= Required tasks =
1: Translate this sentence from the PIR scheme table into Spanish: "Client downloads a server-computed global hint shared by all clients."
2: According to the PIR scheme table, which scheme is the first DEPIR built from plain LWE in the CRS model?
3: Repeat word for word the part of the PIR scheme table starting at "Key concept —" and ending at "not yet practical).".

= Passage provided =
== == ==

Group	Key property	Representative schemes
1a — Stateless Client, Stateful Server	Client is stateless between queries; server caches per-client evaluation keys or secret-key-dependent material. Includes BFV, BGV, GSW, NTRU, and Regev+GSW composition schemes that upload eval keys.	XPIR, SealPIR, MulPIR, OnionPIR, OnionPIRv2, CwPIR, FastPIR/Addra, Spiral, WhisPIR, Respire, Pirouette, NPIR
1b — Stateless Client, Stateless Server	No per-client state on either side. No offline communication at all. Hintless schemes operating in CRS or random oracle model.	HintlessPIR, YPIR, InsPIRe, VIA
2a — Download-Hint	Client downloads a server-computed global hint shared by all clients. Many use plain LWE. DEPIR papers (BarelyDoublyEfficient) achieve sublinear server computation — currently theoretical.	SimplePIR, DoublePIR, FrodoPIR, VeriSimplePIR, IncrementalPIR, BarelyDoublyEfficient
2b — Interactive-Hint	Bidirectional hint generation; each client gets a personalized offline hint. Sublinear server computation. Includes both single-server and two-server schemes. Not all Group 2b schemes have probabilistic correctness (SinglePass, WangRen are deterministic). Includes ThorPIR (client-dependent FHE preprocessing).	Piano, Plinko, TreePIR (2-server), CK20 (2-server+1-server), IncPIR (2-server), SinglePass (2-server), WangRen, IshaiShiWichs, RMS24, ThorPIR
X — Extensions	Keyword PIR, symmetric PIR, distributional PIR, model-defining papers, foundational surveys, and multi-contribution comparison papers	SealPIR/KeywordPIR, DistributionalPIR

Key concept — DEPIR: Doubly-Efficient PIR achieves sublinear server computation via preprocessing. BarelyDoublyEfficient is the first from plain LWE in the CRS model (a theory/feasibility result, not yet practical).

== == ==

= Dataset entries =
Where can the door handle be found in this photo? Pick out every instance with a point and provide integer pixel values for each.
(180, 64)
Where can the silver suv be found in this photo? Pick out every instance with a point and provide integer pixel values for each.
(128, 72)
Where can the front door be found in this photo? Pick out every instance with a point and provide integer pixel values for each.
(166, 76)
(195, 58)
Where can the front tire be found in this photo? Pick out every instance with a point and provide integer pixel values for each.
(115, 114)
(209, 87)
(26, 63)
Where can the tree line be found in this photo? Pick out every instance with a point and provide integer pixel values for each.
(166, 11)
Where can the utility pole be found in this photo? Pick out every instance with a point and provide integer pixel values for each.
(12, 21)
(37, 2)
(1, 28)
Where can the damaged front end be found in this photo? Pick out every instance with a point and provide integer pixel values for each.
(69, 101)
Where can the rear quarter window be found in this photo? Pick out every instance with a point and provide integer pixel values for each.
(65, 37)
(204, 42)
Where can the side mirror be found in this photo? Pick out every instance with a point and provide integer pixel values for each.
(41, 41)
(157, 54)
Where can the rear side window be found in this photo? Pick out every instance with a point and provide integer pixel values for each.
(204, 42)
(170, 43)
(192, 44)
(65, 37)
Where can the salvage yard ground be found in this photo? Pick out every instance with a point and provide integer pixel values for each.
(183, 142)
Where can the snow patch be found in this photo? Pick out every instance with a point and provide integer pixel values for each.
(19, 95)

== == ==

= Expected results =
1: El cliente descarga una pista global calculada por el servidor y compartida por todos los clientes.

2: BarelyDoublyEfficient.

3:
Key concept — DEPIR: Doubly-Efficient PIR achieves sublinear server computation via preprocessing. BarelyDoublyEfficient is the first from plain LWE in the CRS model (a theory/feasibility result, not yet practical).